**Objective:** Reproduce the listing that follows with no differences at all.

++++

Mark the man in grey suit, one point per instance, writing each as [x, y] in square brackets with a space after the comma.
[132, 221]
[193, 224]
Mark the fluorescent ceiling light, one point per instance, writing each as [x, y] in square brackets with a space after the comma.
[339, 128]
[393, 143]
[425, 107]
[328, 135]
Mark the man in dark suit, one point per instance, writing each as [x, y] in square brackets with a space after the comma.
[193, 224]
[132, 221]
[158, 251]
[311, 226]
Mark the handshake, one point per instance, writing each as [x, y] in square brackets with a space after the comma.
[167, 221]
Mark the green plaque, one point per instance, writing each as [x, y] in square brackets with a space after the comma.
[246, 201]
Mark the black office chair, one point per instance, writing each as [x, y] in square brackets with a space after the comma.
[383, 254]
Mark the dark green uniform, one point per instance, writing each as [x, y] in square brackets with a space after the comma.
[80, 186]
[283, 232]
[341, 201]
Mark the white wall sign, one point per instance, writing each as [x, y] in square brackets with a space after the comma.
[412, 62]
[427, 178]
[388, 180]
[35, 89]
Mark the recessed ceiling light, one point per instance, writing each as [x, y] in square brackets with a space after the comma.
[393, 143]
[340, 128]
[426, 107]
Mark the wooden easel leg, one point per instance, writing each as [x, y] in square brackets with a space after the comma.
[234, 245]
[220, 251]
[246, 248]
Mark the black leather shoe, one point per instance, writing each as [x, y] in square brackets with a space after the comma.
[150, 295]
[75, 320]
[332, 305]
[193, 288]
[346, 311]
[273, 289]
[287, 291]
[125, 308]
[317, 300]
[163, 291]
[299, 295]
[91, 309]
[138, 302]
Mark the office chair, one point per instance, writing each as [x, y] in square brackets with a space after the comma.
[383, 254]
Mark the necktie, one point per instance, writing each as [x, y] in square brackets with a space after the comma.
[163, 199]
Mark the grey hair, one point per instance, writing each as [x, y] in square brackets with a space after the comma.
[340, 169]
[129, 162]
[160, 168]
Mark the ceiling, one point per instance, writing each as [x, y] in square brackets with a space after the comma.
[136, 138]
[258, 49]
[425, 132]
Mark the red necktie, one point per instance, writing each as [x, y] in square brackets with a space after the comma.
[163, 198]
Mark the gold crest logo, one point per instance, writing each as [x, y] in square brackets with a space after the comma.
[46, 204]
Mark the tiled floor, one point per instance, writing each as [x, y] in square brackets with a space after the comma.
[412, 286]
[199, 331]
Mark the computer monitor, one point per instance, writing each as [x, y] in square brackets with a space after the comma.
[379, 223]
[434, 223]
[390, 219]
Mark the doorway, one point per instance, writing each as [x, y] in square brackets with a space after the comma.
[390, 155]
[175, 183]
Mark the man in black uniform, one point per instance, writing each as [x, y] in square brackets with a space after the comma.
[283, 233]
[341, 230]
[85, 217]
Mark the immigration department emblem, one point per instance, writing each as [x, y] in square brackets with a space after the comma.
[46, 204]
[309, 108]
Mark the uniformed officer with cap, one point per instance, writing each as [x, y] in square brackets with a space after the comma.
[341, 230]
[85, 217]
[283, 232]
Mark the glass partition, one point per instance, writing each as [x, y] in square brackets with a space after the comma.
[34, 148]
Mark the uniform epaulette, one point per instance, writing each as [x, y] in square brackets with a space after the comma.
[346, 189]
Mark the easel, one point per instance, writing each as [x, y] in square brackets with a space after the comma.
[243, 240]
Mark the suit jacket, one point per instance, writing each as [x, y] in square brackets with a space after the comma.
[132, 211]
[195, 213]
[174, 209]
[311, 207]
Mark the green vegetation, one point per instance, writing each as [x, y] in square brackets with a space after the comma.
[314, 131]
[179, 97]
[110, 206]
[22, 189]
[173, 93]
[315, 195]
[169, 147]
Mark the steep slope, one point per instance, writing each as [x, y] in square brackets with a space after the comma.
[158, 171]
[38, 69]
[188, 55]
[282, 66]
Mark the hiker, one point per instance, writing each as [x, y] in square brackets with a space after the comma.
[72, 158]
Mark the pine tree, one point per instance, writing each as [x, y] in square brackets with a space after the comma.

++++

**Solved exercise:**
Mark the man in grey suit, one point per instance, writing each as [x, y] in square brackets with a space after the comma.
[132, 221]
[193, 224]
Mark the fluorescent ceiling light, one point per instance, writing each as [x, y] in square brackets with a space after the comma.
[339, 128]
[393, 143]
[425, 107]
[328, 135]
Mark the man in dark suit, one point per instance, writing each as [x, y] in square brackets with a space after the comma.
[193, 224]
[132, 221]
[158, 251]
[311, 226]
Mark the handshake, one point per instance, writing each as [x, y] in square brackets with a space after the comma.
[167, 221]
Mark the green plaque, one point per instance, writing each as [x, y] in square brackets with a space after the comma.
[246, 201]
Mark the black office chair, one point per instance, writing each as [x, y] in square brackets with a space after the comma.
[383, 254]
Mark the dark green uniform, one point per instance, writing each as [x, y] in square brackets with a space after the comma.
[80, 186]
[283, 232]
[341, 201]
Mark the white wall sign, one point per instance, writing each as [x, y] in square brackets with a space after the comma.
[412, 62]
[427, 178]
[388, 180]
[35, 89]
Mark the recessed ceiling light, one point per instance, writing each as [x, y] in square brackets with a space after the comma.
[393, 143]
[340, 128]
[426, 107]
Mark the wooden easel leg, one point per instance, writing each as [x, y] in square brackets with a space after the comma.
[234, 245]
[220, 251]
[246, 248]
Mark the black leather shoe, one point per instance, writing each as [x, y] in square brackets with a space after the comma.
[150, 295]
[75, 320]
[332, 305]
[193, 288]
[346, 311]
[273, 289]
[287, 291]
[125, 308]
[317, 300]
[163, 291]
[299, 295]
[91, 309]
[138, 302]
Mark the office chair, one point per instance, writing each as [x, y] in square brackets with a space after the comma.
[383, 254]
Mark the necktie, one point per instance, writing each as [x, y] in square brackets with a space after the comma.
[163, 199]
Mark the grey hair, one point per instance, writing each as [x, y] in square brackets with a space after the comma.
[340, 169]
[129, 162]
[160, 168]
Mark the ceiling, one point per instance, writing each as [x, y] in square brackets with a space after the comma.
[136, 138]
[258, 49]
[425, 132]
Mark the red necktie, one point per instance, writing each as [x, y] in square brackets with a space after the comma.
[163, 198]
Mark the gold crest logo, one point per instance, writing each as [x, y] in square brackets with a space after the comma.
[46, 204]
Mark the tiled floor, one point per instance, writing each as [x, y] in square brackets with a space after the comma.
[412, 286]
[199, 331]
Mark the computer monitor, one point per instance, writing each as [x, y] in square brackets with a space after the comma.
[379, 223]
[434, 223]
[390, 219]
Mark the doorway, one point per instance, writing each as [x, y] in square brackets with a space after the comma.
[390, 155]
[175, 183]
Mark the man in black uniform, one point per instance, writing each as [x, y] in square brackets with a space after the comma.
[283, 233]
[341, 230]
[85, 217]
Mark the immigration department emblem, one point per instance, writing each as [x, y] in square brackets with a space after the comma.
[46, 204]
[309, 108]
Mark the uniformed officer with cap, one point per instance, writing each as [x, y] in square brackets with a space after the comma.
[341, 230]
[85, 217]
[283, 232]
Mark the glass partition, one point per instance, writing each as [x, y] in square brackets with a space after the comma.
[34, 148]
Mark the uniform epaulette, one point per instance, writing each as [x, y] in square brackets with a space after the comma.
[346, 189]
Mark the easel, one point per instance, writing each as [x, y] in square brackets with a space after the comma.
[243, 240]
Mark the suit jacket, one point per instance, writing each as [x, y] in square brackets with a space after the comma.
[132, 211]
[195, 213]
[174, 209]
[311, 207]
Mark the green vegetation, one point per instance, writing each as [x, y] in square brackets with a space after the comma.
[314, 131]
[179, 97]
[110, 206]
[22, 189]
[173, 93]
[315, 195]
[169, 147]
Mark the steep slope, one point per instance, writing each as [x, y] in square brackets with a space after the comma.
[158, 171]
[38, 69]
[188, 55]
[282, 66]
Mark the hiker, one point per instance, writing each as [x, y] in square brackets with a space after the comma.
[72, 158]
Mark the pine tree, one point per instance, writing each as [x, y] in square brackets with a space after the comma.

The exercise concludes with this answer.